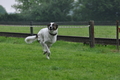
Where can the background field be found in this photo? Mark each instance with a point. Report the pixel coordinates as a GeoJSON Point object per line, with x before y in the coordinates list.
{"type": "Point", "coordinates": [69, 61]}
{"type": "Point", "coordinates": [100, 31]}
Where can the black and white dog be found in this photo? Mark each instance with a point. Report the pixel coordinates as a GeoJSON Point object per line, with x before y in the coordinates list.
{"type": "Point", "coordinates": [46, 37]}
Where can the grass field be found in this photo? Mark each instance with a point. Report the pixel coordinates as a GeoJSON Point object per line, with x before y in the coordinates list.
{"type": "Point", "coordinates": [69, 61]}
{"type": "Point", "coordinates": [100, 31]}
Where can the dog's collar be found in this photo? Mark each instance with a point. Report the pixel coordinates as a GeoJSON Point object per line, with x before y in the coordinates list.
{"type": "Point", "coordinates": [52, 34]}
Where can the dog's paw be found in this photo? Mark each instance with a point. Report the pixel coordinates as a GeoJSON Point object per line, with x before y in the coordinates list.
{"type": "Point", "coordinates": [44, 52]}
{"type": "Point", "coordinates": [48, 57]}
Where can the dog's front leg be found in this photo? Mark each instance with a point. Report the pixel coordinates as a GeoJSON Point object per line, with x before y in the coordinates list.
{"type": "Point", "coordinates": [48, 50]}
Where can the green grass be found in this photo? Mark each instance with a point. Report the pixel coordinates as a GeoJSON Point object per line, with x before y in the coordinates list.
{"type": "Point", "coordinates": [100, 31]}
{"type": "Point", "coordinates": [69, 61]}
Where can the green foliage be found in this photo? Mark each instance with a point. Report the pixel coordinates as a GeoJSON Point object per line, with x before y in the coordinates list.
{"type": "Point", "coordinates": [101, 10]}
{"type": "Point", "coordinates": [2, 10]}
{"type": "Point", "coordinates": [69, 61]}
{"type": "Point", "coordinates": [45, 10]}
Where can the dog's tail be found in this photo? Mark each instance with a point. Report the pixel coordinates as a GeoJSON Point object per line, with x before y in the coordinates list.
{"type": "Point", "coordinates": [31, 39]}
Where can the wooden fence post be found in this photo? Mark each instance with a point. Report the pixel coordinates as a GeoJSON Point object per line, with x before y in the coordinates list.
{"type": "Point", "coordinates": [31, 28]}
{"type": "Point", "coordinates": [91, 34]}
{"type": "Point", "coordinates": [117, 34]}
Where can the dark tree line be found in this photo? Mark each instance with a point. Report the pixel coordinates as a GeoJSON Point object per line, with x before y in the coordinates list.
{"type": "Point", "coordinates": [64, 10]}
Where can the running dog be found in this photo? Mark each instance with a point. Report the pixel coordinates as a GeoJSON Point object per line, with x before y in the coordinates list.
{"type": "Point", "coordinates": [46, 37]}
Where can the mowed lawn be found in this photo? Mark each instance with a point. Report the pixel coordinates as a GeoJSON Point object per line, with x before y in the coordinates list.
{"type": "Point", "coordinates": [69, 61]}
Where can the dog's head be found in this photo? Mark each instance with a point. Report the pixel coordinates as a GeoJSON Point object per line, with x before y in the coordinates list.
{"type": "Point", "coordinates": [52, 26]}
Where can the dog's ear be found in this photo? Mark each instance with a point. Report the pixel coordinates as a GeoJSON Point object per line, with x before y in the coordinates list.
{"type": "Point", "coordinates": [48, 25]}
{"type": "Point", "coordinates": [55, 26]}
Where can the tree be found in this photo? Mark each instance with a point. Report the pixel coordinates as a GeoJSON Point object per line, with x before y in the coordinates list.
{"type": "Point", "coordinates": [98, 10]}
{"type": "Point", "coordinates": [2, 10]}
{"type": "Point", "coordinates": [45, 10]}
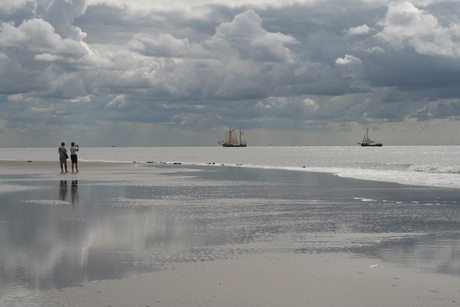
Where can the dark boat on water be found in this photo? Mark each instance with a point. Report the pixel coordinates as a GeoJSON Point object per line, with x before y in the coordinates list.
{"type": "Point", "coordinates": [368, 142]}
{"type": "Point", "coordinates": [230, 140]}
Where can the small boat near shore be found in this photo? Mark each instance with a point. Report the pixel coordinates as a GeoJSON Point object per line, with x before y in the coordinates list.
{"type": "Point", "coordinates": [230, 140]}
{"type": "Point", "coordinates": [368, 142]}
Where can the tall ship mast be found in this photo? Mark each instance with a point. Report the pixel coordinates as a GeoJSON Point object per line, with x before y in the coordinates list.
{"type": "Point", "coordinates": [230, 139]}
{"type": "Point", "coordinates": [368, 142]}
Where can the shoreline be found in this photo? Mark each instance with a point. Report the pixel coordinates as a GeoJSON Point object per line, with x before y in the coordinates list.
{"type": "Point", "coordinates": [201, 248]}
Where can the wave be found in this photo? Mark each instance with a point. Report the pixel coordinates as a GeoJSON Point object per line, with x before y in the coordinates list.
{"type": "Point", "coordinates": [406, 174]}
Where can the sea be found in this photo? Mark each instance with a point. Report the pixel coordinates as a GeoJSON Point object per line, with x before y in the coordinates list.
{"type": "Point", "coordinates": [398, 205]}
{"type": "Point", "coordinates": [435, 166]}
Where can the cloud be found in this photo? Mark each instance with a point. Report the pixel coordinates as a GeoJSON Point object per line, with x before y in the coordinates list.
{"type": "Point", "coordinates": [246, 38]}
{"type": "Point", "coordinates": [407, 26]}
{"type": "Point", "coordinates": [348, 59]}
{"type": "Point", "coordinates": [39, 36]}
{"type": "Point", "coordinates": [360, 30]}
{"type": "Point", "coordinates": [201, 65]}
{"type": "Point", "coordinates": [167, 46]}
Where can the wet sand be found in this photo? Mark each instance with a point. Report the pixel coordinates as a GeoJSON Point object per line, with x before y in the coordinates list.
{"type": "Point", "coordinates": [153, 235]}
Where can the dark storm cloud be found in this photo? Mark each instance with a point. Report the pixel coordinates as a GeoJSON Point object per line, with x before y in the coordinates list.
{"type": "Point", "coordinates": [293, 66]}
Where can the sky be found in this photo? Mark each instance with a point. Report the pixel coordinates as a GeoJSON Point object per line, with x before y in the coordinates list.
{"type": "Point", "coordinates": [180, 73]}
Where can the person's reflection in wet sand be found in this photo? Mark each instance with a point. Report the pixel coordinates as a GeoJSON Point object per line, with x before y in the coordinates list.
{"type": "Point", "coordinates": [74, 192]}
{"type": "Point", "coordinates": [63, 190]}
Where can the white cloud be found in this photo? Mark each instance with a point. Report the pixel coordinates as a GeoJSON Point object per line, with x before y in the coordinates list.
{"type": "Point", "coordinates": [245, 37]}
{"type": "Point", "coordinates": [348, 59]}
{"type": "Point", "coordinates": [363, 29]}
{"type": "Point", "coordinates": [39, 36]}
{"type": "Point", "coordinates": [406, 25]}
{"type": "Point", "coordinates": [166, 46]}
{"type": "Point", "coordinates": [9, 6]}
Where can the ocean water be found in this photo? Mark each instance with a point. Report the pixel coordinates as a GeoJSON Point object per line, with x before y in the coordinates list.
{"type": "Point", "coordinates": [436, 166]}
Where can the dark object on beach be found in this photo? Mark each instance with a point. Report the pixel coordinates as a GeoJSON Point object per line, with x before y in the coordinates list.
{"type": "Point", "coordinates": [368, 142]}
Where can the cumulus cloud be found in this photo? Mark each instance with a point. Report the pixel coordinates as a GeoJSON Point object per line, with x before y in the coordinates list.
{"type": "Point", "coordinates": [38, 35]}
{"type": "Point", "coordinates": [360, 30]}
{"type": "Point", "coordinates": [167, 46]}
{"type": "Point", "coordinates": [407, 26]}
{"type": "Point", "coordinates": [348, 59]}
{"type": "Point", "coordinates": [317, 63]}
{"type": "Point", "coordinates": [246, 38]}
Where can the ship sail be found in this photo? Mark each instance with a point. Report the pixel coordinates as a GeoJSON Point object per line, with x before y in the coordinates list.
{"type": "Point", "coordinates": [231, 140]}
{"type": "Point", "coordinates": [242, 139]}
{"type": "Point", "coordinates": [222, 140]}
{"type": "Point", "coordinates": [367, 141]}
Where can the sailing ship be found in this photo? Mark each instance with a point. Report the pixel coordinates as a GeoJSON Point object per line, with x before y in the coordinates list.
{"type": "Point", "coordinates": [368, 142]}
{"type": "Point", "coordinates": [230, 140]}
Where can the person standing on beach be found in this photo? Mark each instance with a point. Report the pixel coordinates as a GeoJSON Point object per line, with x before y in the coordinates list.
{"type": "Point", "coordinates": [73, 155]}
{"type": "Point", "coordinates": [63, 157]}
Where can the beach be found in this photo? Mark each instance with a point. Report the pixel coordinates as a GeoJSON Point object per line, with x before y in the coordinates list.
{"type": "Point", "coordinates": [149, 234]}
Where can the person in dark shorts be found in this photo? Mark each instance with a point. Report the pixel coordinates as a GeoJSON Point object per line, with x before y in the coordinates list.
{"type": "Point", "coordinates": [63, 157]}
{"type": "Point", "coordinates": [73, 155]}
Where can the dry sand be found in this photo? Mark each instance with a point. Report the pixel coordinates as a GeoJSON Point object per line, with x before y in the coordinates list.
{"type": "Point", "coordinates": [290, 279]}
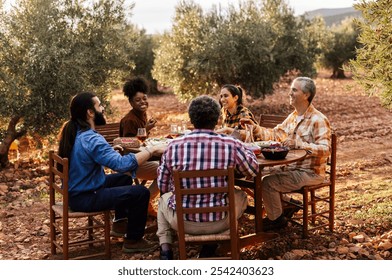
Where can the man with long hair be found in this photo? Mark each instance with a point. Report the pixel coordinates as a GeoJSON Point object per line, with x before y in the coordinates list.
{"type": "Point", "coordinates": [90, 189]}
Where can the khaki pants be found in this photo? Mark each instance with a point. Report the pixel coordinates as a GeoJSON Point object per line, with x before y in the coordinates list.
{"type": "Point", "coordinates": [284, 181]}
{"type": "Point", "coordinates": [167, 219]}
{"type": "Point", "coordinates": [148, 171]}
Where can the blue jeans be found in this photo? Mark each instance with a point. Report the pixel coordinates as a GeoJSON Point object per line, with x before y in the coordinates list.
{"type": "Point", "coordinates": [117, 193]}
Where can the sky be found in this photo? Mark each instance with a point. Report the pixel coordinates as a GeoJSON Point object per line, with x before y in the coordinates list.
{"type": "Point", "coordinates": [156, 15]}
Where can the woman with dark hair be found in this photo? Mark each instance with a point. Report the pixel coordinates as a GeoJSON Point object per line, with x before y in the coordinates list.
{"type": "Point", "coordinates": [90, 189]}
{"type": "Point", "coordinates": [233, 110]}
{"type": "Point", "coordinates": [136, 89]}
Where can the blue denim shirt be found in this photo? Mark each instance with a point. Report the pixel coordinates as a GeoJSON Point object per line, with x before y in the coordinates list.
{"type": "Point", "coordinates": [90, 154]}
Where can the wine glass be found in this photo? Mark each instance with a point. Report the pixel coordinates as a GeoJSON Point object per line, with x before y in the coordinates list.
{"type": "Point", "coordinates": [174, 131]}
{"type": "Point", "coordinates": [141, 134]}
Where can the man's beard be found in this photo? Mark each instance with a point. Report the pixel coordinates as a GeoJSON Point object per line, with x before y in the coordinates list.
{"type": "Point", "coordinates": [99, 118]}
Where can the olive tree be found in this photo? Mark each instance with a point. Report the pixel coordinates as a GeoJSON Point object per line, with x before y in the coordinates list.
{"type": "Point", "coordinates": [340, 48]}
{"type": "Point", "coordinates": [50, 50]}
{"type": "Point", "coordinates": [372, 67]}
{"type": "Point", "coordinates": [252, 45]}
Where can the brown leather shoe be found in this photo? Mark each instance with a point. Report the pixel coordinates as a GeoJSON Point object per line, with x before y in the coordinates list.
{"type": "Point", "coordinates": [119, 228]}
{"type": "Point", "coordinates": [141, 245]}
{"type": "Point", "coordinates": [276, 224]}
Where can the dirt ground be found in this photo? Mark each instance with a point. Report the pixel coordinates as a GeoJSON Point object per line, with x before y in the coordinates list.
{"type": "Point", "coordinates": [363, 225]}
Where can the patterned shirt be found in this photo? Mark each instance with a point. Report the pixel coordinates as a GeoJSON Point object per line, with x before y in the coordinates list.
{"type": "Point", "coordinates": [233, 120]}
{"type": "Point", "coordinates": [198, 150]}
{"type": "Point", "coordinates": [312, 133]}
{"type": "Point", "coordinates": [131, 122]}
{"type": "Point", "coordinates": [90, 153]}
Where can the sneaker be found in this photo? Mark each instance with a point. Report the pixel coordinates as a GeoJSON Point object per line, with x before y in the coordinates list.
{"type": "Point", "coordinates": [141, 245]}
{"type": "Point", "coordinates": [166, 255]}
{"type": "Point", "coordinates": [296, 202]}
{"type": "Point", "coordinates": [279, 223]}
{"type": "Point", "coordinates": [208, 251]}
{"type": "Point", "coordinates": [292, 208]}
{"type": "Point", "coordinates": [119, 228]}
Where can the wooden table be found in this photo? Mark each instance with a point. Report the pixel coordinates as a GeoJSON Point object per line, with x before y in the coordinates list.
{"type": "Point", "coordinates": [292, 156]}
{"type": "Point", "coordinates": [260, 236]}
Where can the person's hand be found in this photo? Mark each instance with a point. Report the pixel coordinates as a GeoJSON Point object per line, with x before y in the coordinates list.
{"type": "Point", "coordinates": [151, 124]}
{"type": "Point", "coordinates": [290, 142]}
{"type": "Point", "coordinates": [118, 148]}
{"type": "Point", "coordinates": [158, 150]}
{"type": "Point", "coordinates": [224, 130]}
{"type": "Point", "coordinates": [244, 121]}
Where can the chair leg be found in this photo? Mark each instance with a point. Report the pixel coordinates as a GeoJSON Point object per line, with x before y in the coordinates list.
{"type": "Point", "coordinates": [52, 233]}
{"type": "Point", "coordinates": [107, 234]}
{"type": "Point", "coordinates": [331, 208]}
{"type": "Point", "coordinates": [305, 216]}
{"type": "Point", "coordinates": [90, 223]}
{"type": "Point", "coordinates": [65, 237]}
{"type": "Point", "coordinates": [313, 205]}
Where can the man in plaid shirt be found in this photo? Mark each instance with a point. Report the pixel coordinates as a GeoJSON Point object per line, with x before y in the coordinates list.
{"type": "Point", "coordinates": [200, 149]}
{"type": "Point", "coordinates": [305, 128]}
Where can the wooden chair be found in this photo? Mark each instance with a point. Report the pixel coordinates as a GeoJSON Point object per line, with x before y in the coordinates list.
{"type": "Point", "coordinates": [70, 229]}
{"type": "Point", "coordinates": [229, 236]}
{"type": "Point", "coordinates": [270, 121]}
{"type": "Point", "coordinates": [315, 196]}
{"type": "Point", "coordinates": [109, 131]}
·····
=== Exercise instructions ===
Please give again, word for word, only the lines from the one holding "Where can the man in" through the end of the listing above.

=== Expected answer ===
Where can the man in plaid shirt be found in this photo? Mark each instance with a point. Report the pixel coordinates as a GeoJSON Point object per line, with x before y in the coordinates list.
{"type": "Point", "coordinates": [200, 149]}
{"type": "Point", "coordinates": [305, 128]}
Where can the wooden chair be found in this photo? Mark each instance with a point. Report the pixel coordinates as a GeoJSON Point object per line, with x before y in the coordinates list.
{"type": "Point", "coordinates": [70, 229]}
{"type": "Point", "coordinates": [229, 236]}
{"type": "Point", "coordinates": [270, 121]}
{"type": "Point", "coordinates": [315, 196]}
{"type": "Point", "coordinates": [109, 131]}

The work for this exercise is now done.